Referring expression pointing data

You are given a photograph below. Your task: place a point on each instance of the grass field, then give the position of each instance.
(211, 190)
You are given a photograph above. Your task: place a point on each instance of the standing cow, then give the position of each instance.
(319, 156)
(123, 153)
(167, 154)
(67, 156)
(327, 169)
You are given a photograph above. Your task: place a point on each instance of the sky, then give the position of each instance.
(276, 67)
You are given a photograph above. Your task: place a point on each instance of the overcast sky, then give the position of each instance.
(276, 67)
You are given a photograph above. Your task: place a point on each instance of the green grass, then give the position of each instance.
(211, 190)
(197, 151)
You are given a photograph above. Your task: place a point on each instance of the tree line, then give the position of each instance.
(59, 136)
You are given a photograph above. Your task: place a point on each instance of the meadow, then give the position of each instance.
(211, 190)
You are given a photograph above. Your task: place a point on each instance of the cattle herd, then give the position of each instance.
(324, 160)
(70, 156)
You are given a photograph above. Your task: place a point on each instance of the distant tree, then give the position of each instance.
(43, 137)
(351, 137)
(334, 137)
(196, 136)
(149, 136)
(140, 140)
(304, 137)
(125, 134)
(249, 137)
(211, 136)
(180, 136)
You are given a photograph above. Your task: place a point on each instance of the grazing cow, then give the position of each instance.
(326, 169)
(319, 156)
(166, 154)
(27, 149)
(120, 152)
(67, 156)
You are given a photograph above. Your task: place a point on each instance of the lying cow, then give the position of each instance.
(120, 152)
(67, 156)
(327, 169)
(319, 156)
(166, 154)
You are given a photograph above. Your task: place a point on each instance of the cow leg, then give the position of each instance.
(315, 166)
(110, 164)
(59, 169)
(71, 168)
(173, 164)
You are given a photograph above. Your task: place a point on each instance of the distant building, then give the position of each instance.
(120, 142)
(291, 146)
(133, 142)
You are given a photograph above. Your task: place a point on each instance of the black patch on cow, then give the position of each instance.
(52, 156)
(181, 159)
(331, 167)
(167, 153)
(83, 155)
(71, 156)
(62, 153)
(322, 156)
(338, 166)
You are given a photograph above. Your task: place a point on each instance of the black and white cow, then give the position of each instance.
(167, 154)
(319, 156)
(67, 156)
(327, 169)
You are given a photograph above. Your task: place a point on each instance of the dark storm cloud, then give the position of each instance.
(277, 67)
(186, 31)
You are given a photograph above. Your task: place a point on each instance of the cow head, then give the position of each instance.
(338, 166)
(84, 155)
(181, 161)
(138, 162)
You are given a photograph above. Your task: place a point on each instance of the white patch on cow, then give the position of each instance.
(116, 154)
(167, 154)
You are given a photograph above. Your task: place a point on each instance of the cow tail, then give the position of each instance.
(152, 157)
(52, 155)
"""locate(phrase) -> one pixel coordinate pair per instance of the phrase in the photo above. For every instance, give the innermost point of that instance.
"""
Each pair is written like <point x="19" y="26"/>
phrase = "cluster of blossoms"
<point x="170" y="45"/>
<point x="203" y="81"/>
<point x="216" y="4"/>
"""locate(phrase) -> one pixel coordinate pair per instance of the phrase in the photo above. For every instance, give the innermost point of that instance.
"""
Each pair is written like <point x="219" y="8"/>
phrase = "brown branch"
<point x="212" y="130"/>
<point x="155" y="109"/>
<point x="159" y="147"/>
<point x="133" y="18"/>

▶ Activity
Every entry above needs to be copied exactly.

▶ Response below
You are given a photograph below. Your task: place a point on each instance of the grass field, then give the position of each instance.
(211, 190)
You are given a photograph above. Your task: place a point on each instance of the standing cow, then give the position of each instance.
(319, 156)
(123, 153)
(167, 154)
(67, 156)
(327, 169)
You are given a photograph above. Your task: place a point on each instance of the sky, then give the position of each instance.
(276, 67)
You are given a photograph above. Your task: place a point on each instance of the overcast sky, then give the position of each instance.
(276, 67)
You are given a photograph above. Your task: place a point on each instance of the green grass, then give the position of each instance.
(211, 190)
(197, 151)
You are given a photograph above. Your task: place a point on each instance of the tree line, then give the position of each instance.
(59, 136)
You are given a photograph above. Your task: place a point on each instance of the meadow, then give the position of each instance.
(211, 190)
You are given a photograph above. Your task: place a point on each instance of the cattle herd, then give the position of each instance.
(324, 160)
(70, 156)
You are given a photograph above. Your task: place a point on each instance of the distant tree, then give the position of each instance.
(43, 137)
(351, 137)
(334, 137)
(196, 136)
(149, 136)
(140, 140)
(304, 137)
(125, 134)
(249, 137)
(211, 136)
(180, 136)
You are given a photograph above. Your task: place a point on each instance of the grazing cow, then give the position of each instance.
(326, 169)
(319, 156)
(166, 154)
(27, 149)
(120, 152)
(67, 156)
You are given a photograph above. Your task: place a point on each instance of the lying cow, then give the position of each instance.
(120, 152)
(67, 156)
(327, 169)
(319, 156)
(166, 154)
You are given a photograph above. Your task: place a point on each instance of the cow leg, then give the position of each instance.
(315, 166)
(110, 164)
(59, 169)
(71, 168)
(173, 164)
You are given a photograph above. Your task: place a point on each instance of the distant building, then give the position of each instance.
(120, 142)
(291, 146)
(133, 142)
You are given a photograph above. Your task: place a point on each instance of the black patch on cow, then give the position of each instance.
(52, 156)
(181, 159)
(331, 167)
(167, 153)
(83, 155)
(71, 156)
(62, 153)
(322, 156)
(338, 166)
You are given a photograph above. Your task: place a point on each instance of the black and white cow, then give the position of each instance.
(167, 154)
(319, 156)
(67, 156)
(327, 169)
You are given a photograph above. Your task: place a point on each instance of the dark storm cloud, then give the position of each instance.
(277, 67)
(186, 31)
You are given a photograph above. Your task: place a point on each instance of the cow head, then give the position of each instance.
(338, 166)
(84, 155)
(181, 161)
(138, 162)
You are given a photograph above. Your task: place a point on each instance of the white patch on cow, then give the position of each instance.
(116, 154)
(167, 154)
You are given a photograph above. Your task: place a point on each instance of the cow tail, then give the position of each instance.
(152, 157)
(52, 155)
"""locate(phrase) -> one pixel coordinate pair per instance of the phrase in the photo above. For every instance, give the innermost point of that instance.
"""
Each pair is written like <point x="19" y="26"/>
phrase = "cluster of blossoms"
<point x="170" y="45"/>
<point x="203" y="81"/>
<point x="216" y="4"/>
"""locate(phrase) -> one pixel coordinate pair per instance of the phrase in the photo above. For every instance, give the innermost point of that instance.
"""
Each pair is written like <point x="219" y="8"/>
phrase = "brown branch"
<point x="212" y="130"/>
<point x="155" y="109"/>
<point x="159" y="147"/>
<point x="133" y="18"/>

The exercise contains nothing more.